**Problem to solve:** Copy the records word for word, starting at the line containing "Q: Find the rocky cliff" and continuing to the end of the records. Leave the pictures out.

**Records shown:**
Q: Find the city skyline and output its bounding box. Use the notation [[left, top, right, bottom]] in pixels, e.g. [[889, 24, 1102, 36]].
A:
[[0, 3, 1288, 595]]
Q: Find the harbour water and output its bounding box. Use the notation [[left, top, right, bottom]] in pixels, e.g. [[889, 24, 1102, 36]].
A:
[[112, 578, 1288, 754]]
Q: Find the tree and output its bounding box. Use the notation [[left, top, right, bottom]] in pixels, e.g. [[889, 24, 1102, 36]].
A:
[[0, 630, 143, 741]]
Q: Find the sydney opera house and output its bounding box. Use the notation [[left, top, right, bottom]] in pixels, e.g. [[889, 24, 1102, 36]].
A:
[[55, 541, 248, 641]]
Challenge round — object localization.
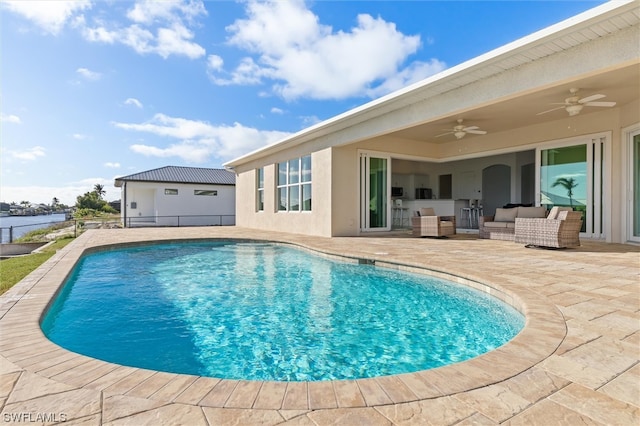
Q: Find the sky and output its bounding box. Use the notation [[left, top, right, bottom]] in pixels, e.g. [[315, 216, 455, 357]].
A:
[[0, 0, 604, 205]]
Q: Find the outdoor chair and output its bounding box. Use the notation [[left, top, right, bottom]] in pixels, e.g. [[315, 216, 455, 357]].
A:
[[411, 207, 456, 237], [515, 207, 582, 248]]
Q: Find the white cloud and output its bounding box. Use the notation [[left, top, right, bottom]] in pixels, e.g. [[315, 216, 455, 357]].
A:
[[0, 0, 91, 35], [76, 68, 102, 81], [77, 0, 207, 59], [0, 114, 22, 124], [209, 0, 445, 100], [207, 55, 224, 71], [124, 98, 142, 109], [8, 146, 46, 161], [113, 114, 289, 163], [367, 59, 447, 98]]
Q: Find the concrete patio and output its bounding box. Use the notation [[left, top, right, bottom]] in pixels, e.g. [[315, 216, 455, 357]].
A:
[[0, 227, 640, 425]]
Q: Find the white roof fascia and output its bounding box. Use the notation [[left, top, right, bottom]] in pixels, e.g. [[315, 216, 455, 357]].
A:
[[224, 0, 640, 169]]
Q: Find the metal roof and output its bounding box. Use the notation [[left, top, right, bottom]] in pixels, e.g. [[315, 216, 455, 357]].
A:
[[115, 166, 236, 187]]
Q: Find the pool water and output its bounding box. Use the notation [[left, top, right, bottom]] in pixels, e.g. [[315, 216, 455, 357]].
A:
[[42, 241, 524, 381]]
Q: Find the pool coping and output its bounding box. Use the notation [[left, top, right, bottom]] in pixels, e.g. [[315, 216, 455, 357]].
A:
[[0, 230, 567, 411]]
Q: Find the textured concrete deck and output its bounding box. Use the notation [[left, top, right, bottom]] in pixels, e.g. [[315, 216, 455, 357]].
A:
[[0, 227, 640, 425]]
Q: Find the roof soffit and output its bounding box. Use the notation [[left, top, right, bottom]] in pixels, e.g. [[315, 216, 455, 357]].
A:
[[226, 1, 640, 166]]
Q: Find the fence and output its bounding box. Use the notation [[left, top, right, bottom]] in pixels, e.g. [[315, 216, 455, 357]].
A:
[[0, 215, 236, 243], [125, 214, 236, 228], [0, 220, 78, 243]]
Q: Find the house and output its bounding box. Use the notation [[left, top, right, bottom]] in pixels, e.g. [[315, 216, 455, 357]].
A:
[[225, 1, 640, 242], [115, 166, 236, 227]]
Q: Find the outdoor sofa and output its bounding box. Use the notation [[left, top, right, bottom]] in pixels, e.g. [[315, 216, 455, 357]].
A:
[[515, 207, 582, 248], [478, 206, 547, 241]]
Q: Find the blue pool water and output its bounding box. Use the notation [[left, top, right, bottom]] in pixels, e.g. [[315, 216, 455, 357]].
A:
[[42, 241, 524, 381]]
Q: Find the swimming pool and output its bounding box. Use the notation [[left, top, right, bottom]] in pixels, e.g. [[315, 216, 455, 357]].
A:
[[42, 241, 524, 381]]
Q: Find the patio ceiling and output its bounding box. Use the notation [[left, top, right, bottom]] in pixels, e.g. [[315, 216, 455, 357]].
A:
[[387, 64, 640, 144]]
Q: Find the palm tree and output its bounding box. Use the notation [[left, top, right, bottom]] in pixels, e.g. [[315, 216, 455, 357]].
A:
[[93, 183, 107, 199], [551, 178, 578, 208]]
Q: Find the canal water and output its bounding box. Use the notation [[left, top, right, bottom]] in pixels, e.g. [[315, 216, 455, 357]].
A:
[[0, 213, 66, 243]]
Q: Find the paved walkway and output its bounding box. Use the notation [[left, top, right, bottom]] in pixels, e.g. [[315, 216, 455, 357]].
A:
[[0, 227, 640, 425]]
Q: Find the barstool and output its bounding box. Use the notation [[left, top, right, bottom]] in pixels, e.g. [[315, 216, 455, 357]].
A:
[[392, 199, 409, 228], [460, 207, 473, 228]]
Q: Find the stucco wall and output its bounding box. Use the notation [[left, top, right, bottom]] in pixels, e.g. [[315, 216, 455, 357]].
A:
[[122, 181, 236, 225], [237, 103, 640, 241]]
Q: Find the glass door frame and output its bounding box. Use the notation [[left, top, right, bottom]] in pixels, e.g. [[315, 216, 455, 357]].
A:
[[622, 123, 640, 243], [358, 150, 392, 232], [535, 132, 611, 240]]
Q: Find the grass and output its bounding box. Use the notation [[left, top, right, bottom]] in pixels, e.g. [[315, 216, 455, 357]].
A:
[[0, 238, 74, 294]]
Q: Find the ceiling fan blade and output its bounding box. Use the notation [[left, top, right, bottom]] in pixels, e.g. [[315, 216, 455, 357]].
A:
[[536, 104, 564, 115], [578, 94, 606, 104], [584, 102, 616, 107]]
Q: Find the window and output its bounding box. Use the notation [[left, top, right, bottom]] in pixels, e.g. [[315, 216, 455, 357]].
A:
[[256, 167, 264, 212], [193, 189, 218, 197], [278, 155, 311, 212]]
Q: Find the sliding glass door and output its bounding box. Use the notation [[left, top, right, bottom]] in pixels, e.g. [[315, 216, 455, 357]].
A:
[[360, 153, 391, 231], [627, 129, 640, 242], [536, 136, 606, 238]]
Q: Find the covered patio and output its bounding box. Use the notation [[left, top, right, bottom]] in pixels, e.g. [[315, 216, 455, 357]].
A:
[[0, 227, 640, 425]]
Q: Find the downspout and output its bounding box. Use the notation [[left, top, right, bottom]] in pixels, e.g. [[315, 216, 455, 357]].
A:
[[120, 181, 127, 228]]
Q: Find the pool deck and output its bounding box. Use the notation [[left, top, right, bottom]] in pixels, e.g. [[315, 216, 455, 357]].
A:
[[0, 227, 640, 426]]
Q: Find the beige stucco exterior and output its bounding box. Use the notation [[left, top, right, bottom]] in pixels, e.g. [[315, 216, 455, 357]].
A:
[[227, 2, 640, 242]]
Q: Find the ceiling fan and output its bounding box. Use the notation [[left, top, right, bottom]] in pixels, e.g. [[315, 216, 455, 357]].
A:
[[436, 118, 487, 139], [536, 88, 616, 116]]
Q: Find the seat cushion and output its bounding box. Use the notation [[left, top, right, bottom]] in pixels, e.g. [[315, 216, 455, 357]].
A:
[[517, 206, 547, 218], [484, 222, 515, 228], [492, 207, 518, 221]]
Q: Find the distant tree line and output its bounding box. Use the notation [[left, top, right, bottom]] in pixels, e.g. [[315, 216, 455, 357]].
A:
[[74, 183, 118, 217]]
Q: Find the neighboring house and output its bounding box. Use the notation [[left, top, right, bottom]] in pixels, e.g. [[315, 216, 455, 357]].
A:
[[225, 1, 640, 242], [115, 166, 236, 227]]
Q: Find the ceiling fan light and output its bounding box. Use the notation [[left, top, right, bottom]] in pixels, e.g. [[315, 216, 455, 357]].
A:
[[565, 105, 583, 116]]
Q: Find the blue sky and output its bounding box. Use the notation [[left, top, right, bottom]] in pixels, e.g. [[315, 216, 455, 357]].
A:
[[0, 0, 604, 205]]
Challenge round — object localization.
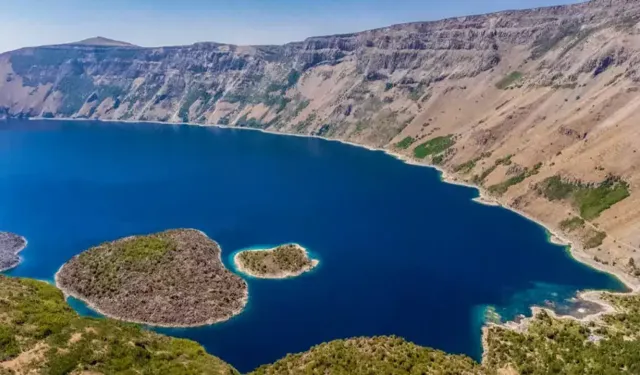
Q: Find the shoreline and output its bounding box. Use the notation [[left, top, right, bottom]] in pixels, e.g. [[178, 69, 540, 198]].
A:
[[53, 228, 249, 328], [0, 232, 29, 273], [233, 243, 320, 280], [28, 117, 640, 358]]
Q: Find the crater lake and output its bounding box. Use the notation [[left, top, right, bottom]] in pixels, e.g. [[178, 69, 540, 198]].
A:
[[0, 120, 625, 371]]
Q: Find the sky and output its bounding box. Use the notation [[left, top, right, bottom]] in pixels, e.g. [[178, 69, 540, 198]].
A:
[[0, 0, 579, 52]]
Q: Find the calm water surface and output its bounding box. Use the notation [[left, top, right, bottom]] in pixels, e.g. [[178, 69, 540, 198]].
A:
[[0, 121, 623, 371]]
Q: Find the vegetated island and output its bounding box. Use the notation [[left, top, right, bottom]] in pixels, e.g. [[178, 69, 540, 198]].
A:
[[0, 232, 27, 272], [233, 244, 320, 279], [0, 275, 238, 375], [0, 275, 640, 375], [55, 229, 248, 327]]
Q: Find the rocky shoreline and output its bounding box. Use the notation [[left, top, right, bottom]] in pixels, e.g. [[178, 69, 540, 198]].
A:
[[233, 244, 320, 279], [0, 232, 27, 272]]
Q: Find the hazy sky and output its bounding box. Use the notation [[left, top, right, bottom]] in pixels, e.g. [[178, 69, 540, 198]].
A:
[[0, 0, 579, 51]]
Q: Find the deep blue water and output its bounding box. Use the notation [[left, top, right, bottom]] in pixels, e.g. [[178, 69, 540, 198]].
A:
[[0, 121, 623, 371]]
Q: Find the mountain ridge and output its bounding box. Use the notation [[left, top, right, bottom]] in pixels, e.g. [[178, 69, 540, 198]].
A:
[[0, 0, 640, 284]]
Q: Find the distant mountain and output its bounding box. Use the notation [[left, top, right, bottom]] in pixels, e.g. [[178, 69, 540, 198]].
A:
[[0, 0, 640, 284], [69, 36, 137, 47]]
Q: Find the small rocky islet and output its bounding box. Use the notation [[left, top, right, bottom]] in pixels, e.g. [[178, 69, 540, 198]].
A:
[[0, 232, 27, 272], [55, 229, 248, 327], [233, 244, 319, 279]]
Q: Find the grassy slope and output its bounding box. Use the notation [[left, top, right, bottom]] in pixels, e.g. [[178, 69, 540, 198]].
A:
[[6, 275, 640, 375], [251, 337, 483, 375], [486, 295, 640, 375], [0, 275, 237, 375]]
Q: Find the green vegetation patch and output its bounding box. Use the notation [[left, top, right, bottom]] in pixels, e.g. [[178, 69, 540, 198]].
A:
[[489, 162, 542, 195], [236, 244, 314, 276], [538, 175, 630, 220], [584, 230, 607, 249], [560, 216, 584, 232], [0, 275, 238, 375], [413, 134, 456, 159], [250, 337, 482, 375], [117, 236, 176, 262], [485, 295, 640, 375], [394, 137, 416, 150], [496, 71, 523, 90]]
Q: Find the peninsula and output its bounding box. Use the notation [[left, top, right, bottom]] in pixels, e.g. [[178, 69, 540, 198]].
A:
[[233, 244, 320, 279], [0, 232, 27, 272], [55, 229, 248, 327]]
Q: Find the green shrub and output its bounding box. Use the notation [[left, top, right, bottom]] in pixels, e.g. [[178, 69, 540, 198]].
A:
[[560, 216, 584, 232], [496, 71, 523, 90], [413, 135, 456, 159], [394, 137, 416, 150], [539, 175, 630, 220]]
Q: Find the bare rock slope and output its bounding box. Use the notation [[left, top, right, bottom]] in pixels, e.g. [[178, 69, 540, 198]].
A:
[[0, 0, 640, 277]]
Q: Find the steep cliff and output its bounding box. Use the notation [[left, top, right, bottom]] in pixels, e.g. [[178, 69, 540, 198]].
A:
[[0, 0, 640, 282]]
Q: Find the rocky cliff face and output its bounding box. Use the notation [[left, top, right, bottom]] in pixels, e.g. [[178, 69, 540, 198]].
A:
[[0, 0, 640, 282]]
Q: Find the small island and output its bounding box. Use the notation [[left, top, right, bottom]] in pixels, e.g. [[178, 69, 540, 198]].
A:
[[0, 232, 27, 272], [233, 244, 319, 279], [55, 229, 248, 327]]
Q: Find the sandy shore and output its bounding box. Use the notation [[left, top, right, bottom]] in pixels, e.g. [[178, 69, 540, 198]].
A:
[[54, 229, 249, 328], [233, 244, 320, 279], [33, 118, 640, 328]]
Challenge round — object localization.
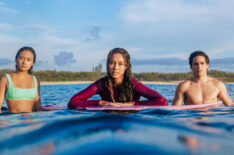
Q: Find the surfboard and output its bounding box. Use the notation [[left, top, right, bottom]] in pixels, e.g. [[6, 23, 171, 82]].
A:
[[85, 102, 222, 111], [43, 101, 222, 111]]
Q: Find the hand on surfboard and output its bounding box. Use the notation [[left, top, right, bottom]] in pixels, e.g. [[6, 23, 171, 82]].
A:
[[100, 100, 135, 107]]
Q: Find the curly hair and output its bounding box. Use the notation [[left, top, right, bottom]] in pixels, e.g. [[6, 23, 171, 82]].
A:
[[105, 48, 134, 102], [15, 46, 36, 74], [189, 51, 210, 68]]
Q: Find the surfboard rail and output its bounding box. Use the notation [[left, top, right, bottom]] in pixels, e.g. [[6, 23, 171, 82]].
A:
[[85, 101, 222, 111], [43, 101, 222, 111]]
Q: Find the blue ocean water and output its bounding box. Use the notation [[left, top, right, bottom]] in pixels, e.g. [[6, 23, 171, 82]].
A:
[[0, 84, 234, 155]]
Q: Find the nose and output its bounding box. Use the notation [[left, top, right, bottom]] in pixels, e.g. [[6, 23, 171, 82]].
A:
[[114, 64, 119, 69]]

**Result:**
Q: Find the rocky cliff face and output its bounding box. Use the notation [[left, top, right, bottom]] in pixels, e.g. [[178, 69, 540, 198]].
A:
[[0, 0, 640, 282]]
Q: Find the small island and output its bounding box. Use the notation [[left, top, right, bottom]] in pixels, e.g. [[178, 69, 540, 198]].
A:
[[0, 232, 27, 272], [233, 244, 319, 279], [55, 229, 248, 327]]
Q: Find the sandy shore and output its bounding box. Use the notation [[left, top, right, bottom]] in pixels, e.g. [[178, 69, 540, 198]].
A:
[[54, 229, 249, 328], [233, 244, 320, 279], [33, 118, 640, 328]]
Challenge round — object localization.
Q: Find the surfboard and output its bounding box. Use the notation [[left, top, right, bottom]] in pixels, e.g. [[6, 23, 171, 82]].
A:
[[85, 102, 222, 111], [43, 101, 222, 111]]
Q: Find the hand on surfboard and output its bounding box. Use the notation [[left, top, right, bottom]] in pixels, e.g. [[6, 23, 171, 82]].
A:
[[100, 100, 135, 107]]
Q: Find the curly hair and output its bounding box. Use the notation [[left, top, right, bottom]] in pixels, e.g. [[6, 23, 171, 82]].
A:
[[105, 48, 134, 102], [15, 46, 36, 74], [189, 51, 210, 68]]
Q: Find the surfboard rail and output its bounding box. Use the notation [[left, top, right, bottom]] in pixels, e.g. [[6, 23, 171, 82]].
A:
[[85, 101, 222, 111], [43, 101, 222, 111]]
Q: Find the blue ocean water and output its bounding box. Use the notation [[left, top, right, bottom]] in pixels, e.g. [[6, 23, 171, 82]].
A:
[[0, 84, 234, 155]]
Q: Find the nose and output its bounding box. Use the notation [[left, top, right, bottom]] in pixels, e.g. [[6, 23, 171, 82]].
A:
[[114, 64, 119, 69]]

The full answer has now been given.